> SCHRIFTELIJKE OPDRACHT 1
Geef alstublieft elke regel uit de vermeldingen hieronder waarin het woord "carved" staat ongewijzigd weer; hoofdletters en kleine letters tellen mee.

> LEESTEKST
□ □ □ □

DIRECTIEREGLEMENT STICHTING RIJKSMUSEUM VAN OUDHEDEN
DIRECTIEREGLEMENT STICHTING RIJKSMUSEUM VAN OUDHEDEN
Artikel 1. Begripsbepalingen
In dit directiereglement worden de volgende begrippen gehanteerd:
stichting: Stichting Rijksmuseum van Oudheden, gevestigd te Leiden;
statuten: de statuten van de stichting, zoals deze luiden na statutenwijziging verleden op 8 maart 2017;
directie: het bestuur van de stichting;
directeur: de enige bestuurder van de stichting;
afdelingshoofd: de in artikel 5 van dit reglement genoemde functionarissen; managementteam: het team bestaande uit de directeur en de afdelingshoofden;
raad van toezicht: het orgaan van de stichting dat is belast met het toezicht houden op het beleid van de directeur en op de algemene gang van zaken in de stichting;
directiereglement: het onderhavige reglement.
Artikel 2. Status en inwerkingtreding
1. Dit reglement vindt zijn grondslag in artikel 5 lid 4 van de statuten van de stichting.
2. Dit reglement bevat nadere bepalingen omtrent de besluitvorming en de werkwijze van de directie, waarin begrepen de informatievoorziening en verantwoording aan de raad van toezicht, en de verdeling van taken, bevoegdheden en verantwoordelijkheden van de directie.
3. Dit reglement is een uitwerking van de arbeidsovereenkomst met de directeur en houdt verband met die overeenkomst. Dit reglement is richtinggevend voor de interpretatie van hetgeen in de arbeidsovereenkomst aan wederzijdse rechten en plichten is geformuleerd.
4. Dit reglement is goedgekeurd door de raad van toezicht op 24 september 2021 en treedt in werking op 24 september 2021.

□ □ □ □

> TE GEBRUIKEN GEGEVENS
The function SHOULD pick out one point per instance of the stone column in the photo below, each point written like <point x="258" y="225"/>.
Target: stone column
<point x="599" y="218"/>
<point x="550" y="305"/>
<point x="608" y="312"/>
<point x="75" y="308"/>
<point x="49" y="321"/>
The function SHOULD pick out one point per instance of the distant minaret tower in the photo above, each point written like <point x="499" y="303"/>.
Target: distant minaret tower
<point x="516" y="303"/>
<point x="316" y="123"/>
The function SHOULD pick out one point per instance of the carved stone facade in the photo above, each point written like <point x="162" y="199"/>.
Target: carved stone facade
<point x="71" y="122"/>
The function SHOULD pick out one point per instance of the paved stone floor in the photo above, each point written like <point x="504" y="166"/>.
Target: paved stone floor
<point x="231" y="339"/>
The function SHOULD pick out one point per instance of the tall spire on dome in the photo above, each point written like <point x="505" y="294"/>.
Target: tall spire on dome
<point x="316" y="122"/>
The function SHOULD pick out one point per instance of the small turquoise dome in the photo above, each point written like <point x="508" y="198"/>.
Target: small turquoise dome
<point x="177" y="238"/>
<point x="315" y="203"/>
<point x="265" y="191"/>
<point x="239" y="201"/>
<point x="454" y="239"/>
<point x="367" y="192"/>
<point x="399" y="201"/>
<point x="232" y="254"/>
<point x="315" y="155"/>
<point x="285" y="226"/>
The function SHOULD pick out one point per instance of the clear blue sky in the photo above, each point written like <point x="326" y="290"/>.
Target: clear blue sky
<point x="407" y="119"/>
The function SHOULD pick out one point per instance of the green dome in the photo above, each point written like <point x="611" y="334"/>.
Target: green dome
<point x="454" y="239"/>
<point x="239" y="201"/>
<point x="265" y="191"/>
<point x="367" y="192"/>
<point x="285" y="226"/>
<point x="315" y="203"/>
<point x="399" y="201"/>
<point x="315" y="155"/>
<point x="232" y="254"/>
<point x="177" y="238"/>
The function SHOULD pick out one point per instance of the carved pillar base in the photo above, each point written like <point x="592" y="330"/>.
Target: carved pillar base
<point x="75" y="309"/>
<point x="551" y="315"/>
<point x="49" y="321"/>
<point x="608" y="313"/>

□ □ □ □

> SCHRIFTELIJKE OPDRACHT 2
Herhaal letterlijk het stuk uit het directiereglement hierboven van "Artikel 2. Status" tot en met "plichten is geformuleerd.".

> VOLLEDIG ANTWOORD 1
The function SHOULD pick out one point per instance of the carved stone facade in the photo above, each point written like <point x="162" y="199"/>.
Target: carved stone facade
The function SHOULD pick out one point per instance of the carved pillar base in the photo above, each point written like <point x="592" y="330"/>.
Target: carved pillar base

> VOLLEDIG ANTWOORD 2
Artikel 2. Status en inwerkingtreding
1. Dit reglement vindt zijn grondslag in artikel 5 lid 4 van de statuten van de stichting.
2. Dit reglement bevat nadere bepalingen omtrent de besluitvorming en de werkwijze van de directie, waarin begrepen de informatievoorziening en verantwoording aan de raad van toezicht, en de verdeling van taken, bevoegdheden en verantwoordelijkheden van de directie.
3. Dit reglement is een uitwerking van de arbeidsovereenkomst met de directeur en houdt verband met die overeenkomst. Dit reglement is richtinggevend voor de interpretatie van hetgeen in de arbeidsovereenkomst aan wederzijdse rechten en plichten is geformuleerd.